(Coordinate annotation entries)
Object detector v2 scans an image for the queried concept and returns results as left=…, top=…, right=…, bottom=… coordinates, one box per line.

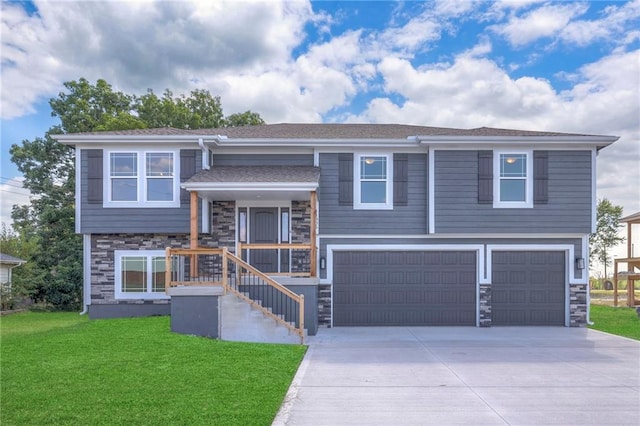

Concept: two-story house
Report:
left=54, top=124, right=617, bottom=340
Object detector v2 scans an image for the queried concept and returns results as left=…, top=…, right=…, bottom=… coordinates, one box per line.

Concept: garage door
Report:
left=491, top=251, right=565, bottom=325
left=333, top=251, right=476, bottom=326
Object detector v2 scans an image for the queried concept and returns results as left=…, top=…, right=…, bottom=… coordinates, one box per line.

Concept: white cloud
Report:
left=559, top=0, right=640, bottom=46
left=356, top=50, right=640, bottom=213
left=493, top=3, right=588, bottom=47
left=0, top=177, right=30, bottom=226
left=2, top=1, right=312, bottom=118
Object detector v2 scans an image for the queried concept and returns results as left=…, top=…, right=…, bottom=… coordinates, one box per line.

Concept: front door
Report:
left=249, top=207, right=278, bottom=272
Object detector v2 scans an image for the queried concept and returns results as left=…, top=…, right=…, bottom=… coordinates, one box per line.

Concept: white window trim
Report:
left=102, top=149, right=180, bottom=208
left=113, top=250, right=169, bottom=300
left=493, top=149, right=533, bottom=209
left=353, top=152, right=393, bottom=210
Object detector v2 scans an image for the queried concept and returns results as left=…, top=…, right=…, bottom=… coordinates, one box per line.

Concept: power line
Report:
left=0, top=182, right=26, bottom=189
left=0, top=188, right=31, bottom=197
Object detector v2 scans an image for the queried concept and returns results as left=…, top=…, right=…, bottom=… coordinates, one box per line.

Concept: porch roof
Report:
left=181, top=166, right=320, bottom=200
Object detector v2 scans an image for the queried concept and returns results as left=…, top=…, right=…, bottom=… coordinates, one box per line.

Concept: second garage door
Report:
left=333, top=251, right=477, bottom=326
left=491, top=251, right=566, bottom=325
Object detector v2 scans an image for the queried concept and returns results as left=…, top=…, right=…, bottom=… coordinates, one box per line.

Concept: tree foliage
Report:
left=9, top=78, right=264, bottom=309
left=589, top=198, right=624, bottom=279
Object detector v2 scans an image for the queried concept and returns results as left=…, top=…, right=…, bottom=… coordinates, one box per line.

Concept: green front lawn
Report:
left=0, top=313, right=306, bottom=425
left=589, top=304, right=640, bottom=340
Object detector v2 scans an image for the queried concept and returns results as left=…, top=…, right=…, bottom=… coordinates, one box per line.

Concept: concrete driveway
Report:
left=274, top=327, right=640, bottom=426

==

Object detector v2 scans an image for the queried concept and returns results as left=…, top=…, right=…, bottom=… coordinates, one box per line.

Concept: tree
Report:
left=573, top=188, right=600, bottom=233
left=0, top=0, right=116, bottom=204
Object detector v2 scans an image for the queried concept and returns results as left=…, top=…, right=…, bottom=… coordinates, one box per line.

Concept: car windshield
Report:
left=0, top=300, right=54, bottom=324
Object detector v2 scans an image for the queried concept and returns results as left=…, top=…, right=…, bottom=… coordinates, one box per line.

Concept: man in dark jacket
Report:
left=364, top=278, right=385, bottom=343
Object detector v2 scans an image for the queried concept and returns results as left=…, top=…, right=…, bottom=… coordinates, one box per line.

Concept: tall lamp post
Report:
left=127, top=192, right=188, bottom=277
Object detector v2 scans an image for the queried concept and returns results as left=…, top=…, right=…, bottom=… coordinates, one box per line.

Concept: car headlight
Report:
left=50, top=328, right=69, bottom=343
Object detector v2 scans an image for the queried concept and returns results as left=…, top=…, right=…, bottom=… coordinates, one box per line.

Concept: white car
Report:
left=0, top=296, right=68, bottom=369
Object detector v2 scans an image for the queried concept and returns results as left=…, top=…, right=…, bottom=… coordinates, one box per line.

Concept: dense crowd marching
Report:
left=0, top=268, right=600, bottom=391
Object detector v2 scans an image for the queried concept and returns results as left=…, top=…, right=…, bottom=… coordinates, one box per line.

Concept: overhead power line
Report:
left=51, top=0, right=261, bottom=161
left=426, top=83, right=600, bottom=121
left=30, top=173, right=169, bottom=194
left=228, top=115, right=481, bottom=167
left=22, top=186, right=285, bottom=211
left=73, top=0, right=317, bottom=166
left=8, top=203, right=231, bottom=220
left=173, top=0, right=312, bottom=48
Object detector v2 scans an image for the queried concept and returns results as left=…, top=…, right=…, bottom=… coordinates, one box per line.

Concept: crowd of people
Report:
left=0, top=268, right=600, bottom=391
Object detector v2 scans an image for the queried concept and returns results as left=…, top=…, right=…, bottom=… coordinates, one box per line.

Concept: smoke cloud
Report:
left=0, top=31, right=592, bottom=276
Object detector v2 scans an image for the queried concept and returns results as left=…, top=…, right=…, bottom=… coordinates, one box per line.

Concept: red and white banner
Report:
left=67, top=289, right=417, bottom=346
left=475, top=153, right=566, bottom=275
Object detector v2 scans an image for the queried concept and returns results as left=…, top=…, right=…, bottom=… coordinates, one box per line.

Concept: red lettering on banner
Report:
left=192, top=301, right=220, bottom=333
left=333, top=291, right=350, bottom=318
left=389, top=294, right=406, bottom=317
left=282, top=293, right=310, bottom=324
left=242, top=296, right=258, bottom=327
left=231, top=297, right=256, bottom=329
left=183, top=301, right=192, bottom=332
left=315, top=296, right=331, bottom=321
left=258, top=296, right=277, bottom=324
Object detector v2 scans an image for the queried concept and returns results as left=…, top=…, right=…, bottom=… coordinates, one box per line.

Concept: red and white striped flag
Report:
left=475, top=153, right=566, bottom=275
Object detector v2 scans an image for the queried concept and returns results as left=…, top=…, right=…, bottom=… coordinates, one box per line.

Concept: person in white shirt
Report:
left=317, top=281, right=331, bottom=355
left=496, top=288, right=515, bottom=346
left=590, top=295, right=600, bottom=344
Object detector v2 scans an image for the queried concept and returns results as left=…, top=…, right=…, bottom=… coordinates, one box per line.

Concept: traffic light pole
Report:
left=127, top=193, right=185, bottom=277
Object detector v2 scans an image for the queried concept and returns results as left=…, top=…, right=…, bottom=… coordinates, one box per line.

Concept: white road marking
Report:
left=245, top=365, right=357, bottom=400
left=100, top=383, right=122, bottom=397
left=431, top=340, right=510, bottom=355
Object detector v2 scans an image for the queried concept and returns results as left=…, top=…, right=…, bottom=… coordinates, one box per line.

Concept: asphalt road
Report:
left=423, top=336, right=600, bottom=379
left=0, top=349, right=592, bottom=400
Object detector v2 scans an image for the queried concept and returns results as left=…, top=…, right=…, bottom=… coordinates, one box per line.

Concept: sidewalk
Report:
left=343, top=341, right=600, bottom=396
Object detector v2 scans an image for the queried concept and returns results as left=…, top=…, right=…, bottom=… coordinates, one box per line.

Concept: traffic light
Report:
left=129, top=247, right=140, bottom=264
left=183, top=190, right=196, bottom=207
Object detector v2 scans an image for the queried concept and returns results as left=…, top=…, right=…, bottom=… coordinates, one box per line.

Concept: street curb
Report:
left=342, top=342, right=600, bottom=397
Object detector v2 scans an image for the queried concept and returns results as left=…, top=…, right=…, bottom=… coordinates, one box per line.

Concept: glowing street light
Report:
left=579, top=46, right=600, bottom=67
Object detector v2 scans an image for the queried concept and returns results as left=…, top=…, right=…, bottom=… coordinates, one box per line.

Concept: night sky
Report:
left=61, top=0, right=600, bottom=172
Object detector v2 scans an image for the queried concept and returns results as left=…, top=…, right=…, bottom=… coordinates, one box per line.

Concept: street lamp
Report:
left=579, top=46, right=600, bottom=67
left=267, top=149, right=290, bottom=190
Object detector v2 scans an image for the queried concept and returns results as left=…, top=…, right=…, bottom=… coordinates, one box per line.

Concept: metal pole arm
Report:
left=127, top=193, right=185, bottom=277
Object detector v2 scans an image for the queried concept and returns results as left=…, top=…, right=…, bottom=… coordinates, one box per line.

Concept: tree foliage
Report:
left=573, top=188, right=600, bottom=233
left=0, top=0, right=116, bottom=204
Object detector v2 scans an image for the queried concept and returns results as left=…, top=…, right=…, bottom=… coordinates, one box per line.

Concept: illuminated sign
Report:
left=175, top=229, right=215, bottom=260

...

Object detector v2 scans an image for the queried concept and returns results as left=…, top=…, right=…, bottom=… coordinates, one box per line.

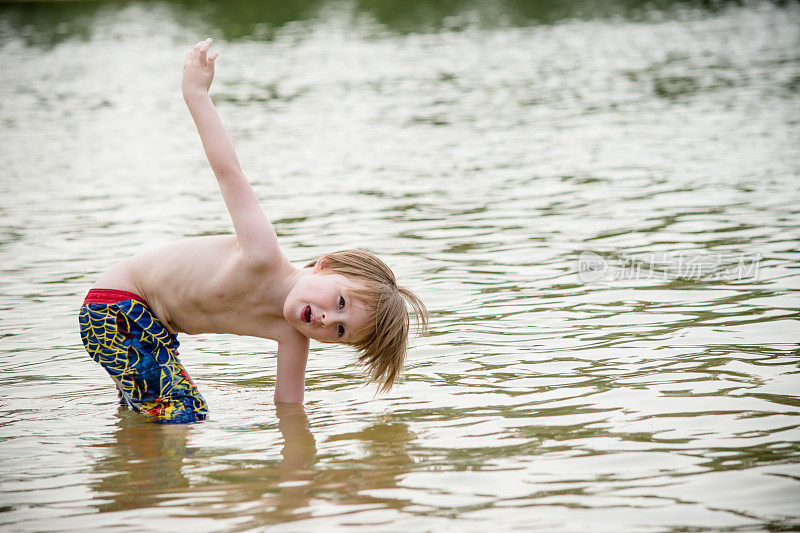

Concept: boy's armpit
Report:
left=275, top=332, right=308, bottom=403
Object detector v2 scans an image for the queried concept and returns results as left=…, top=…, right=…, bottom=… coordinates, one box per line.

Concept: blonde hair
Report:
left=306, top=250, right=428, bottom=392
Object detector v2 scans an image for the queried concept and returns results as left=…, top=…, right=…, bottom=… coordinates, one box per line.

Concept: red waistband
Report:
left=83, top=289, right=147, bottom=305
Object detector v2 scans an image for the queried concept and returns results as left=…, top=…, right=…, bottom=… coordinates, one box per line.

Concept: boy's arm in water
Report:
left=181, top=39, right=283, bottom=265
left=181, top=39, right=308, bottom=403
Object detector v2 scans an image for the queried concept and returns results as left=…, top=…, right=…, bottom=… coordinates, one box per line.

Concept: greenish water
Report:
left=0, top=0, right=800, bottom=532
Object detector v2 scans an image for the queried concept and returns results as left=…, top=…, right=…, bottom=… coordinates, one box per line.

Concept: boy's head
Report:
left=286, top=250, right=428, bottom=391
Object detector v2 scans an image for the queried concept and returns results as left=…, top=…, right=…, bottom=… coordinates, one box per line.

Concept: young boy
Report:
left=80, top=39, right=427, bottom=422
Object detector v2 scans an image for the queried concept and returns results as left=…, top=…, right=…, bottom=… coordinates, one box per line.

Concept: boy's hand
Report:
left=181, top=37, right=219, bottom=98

WHAT YOU SHOULD DO.
Count the lines in the data above that contain the string "front". Give the number only.

THE RESPONSE.
2